◆ Action item ◆
Please reproduce the line containing "positive clicks: (88, 91)" and every line after it in the records below, exactly and with nothing else.

◆ Given information ◆
== == ==

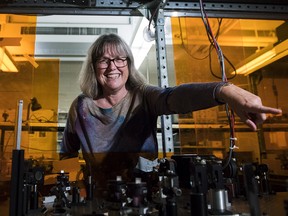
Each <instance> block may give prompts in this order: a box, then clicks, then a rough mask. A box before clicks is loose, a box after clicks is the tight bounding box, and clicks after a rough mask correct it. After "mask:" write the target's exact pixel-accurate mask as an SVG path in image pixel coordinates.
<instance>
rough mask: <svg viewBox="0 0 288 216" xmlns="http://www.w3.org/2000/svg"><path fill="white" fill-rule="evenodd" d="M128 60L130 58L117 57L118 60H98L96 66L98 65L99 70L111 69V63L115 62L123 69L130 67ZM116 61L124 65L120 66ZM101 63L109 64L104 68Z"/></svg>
mask: <svg viewBox="0 0 288 216" xmlns="http://www.w3.org/2000/svg"><path fill="white" fill-rule="evenodd" d="M128 59H129V58H128V57H116V58H113V59H109V58H105V59H97V60H96V65H97V68H98V69H106V68H108V67H109V65H110V64H111V62H113V63H114V65H115V66H116V67H117V68H123V67H125V66H127V65H128ZM115 60H121V61H122V63H123V64H124V65H121V66H118V63H117V61H116V62H115ZM101 62H103V63H104V62H105V63H106V64H107V66H103V65H102V66H101Z"/></svg>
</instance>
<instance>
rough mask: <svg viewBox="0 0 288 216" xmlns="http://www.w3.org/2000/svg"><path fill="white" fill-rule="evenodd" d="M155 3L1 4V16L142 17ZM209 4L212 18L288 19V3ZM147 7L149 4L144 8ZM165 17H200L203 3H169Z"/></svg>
mask: <svg viewBox="0 0 288 216" xmlns="http://www.w3.org/2000/svg"><path fill="white" fill-rule="evenodd" d="M141 2H142V3H141ZM154 2H159V0H154V1H149V2H148V3H147V1H144V0H142V1H140V0H139V1H127V0H126V1H124V0H122V1H121V0H113V1H112V0H110V1H108V0H107V1H106V0H105V1H104V0H1V3H0V13H8V14H38V15H40V14H42V15H52V14H58V15H109V16H113V15H115V16H142V13H141V12H140V11H139V10H141V9H147V8H149V7H150V6H151V5H153V4H154ZM241 2H243V3H237V2H236V3H235V0H234V1H233V0H230V1H228V2H227V0H226V1H225V0H222V1H216V0H207V1H204V3H205V10H206V12H207V14H208V15H209V16H210V17H223V18H257V19H287V18H288V4H287V3H286V2H285V0H278V1H276V0H274V1H273V3H271V1H269V0H262V1H261V2H260V1H259V2H260V3H257V2H258V1H257V0H254V1H252V0H251V1H248V0H242V1H241ZM144 3H145V4H144ZM163 9H164V16H175V14H174V12H175V11H177V16H192V17H199V16H200V12H199V2H198V1H197V0H196V1H195V0H194V1H167V3H166V4H165V6H164V8H163Z"/></svg>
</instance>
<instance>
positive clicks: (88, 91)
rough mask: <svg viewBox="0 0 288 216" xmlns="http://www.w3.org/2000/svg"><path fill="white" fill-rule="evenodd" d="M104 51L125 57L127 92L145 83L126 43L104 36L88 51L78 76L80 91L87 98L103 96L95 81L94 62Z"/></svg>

== == ==

◆ Completed task ◆
positive clicks: (88, 91)
rough mask: <svg viewBox="0 0 288 216" xmlns="http://www.w3.org/2000/svg"><path fill="white" fill-rule="evenodd" d="M104 51L125 57L127 92L145 83L126 43L104 36L88 51L78 76L80 91L87 98L103 96L95 81L94 62Z"/></svg>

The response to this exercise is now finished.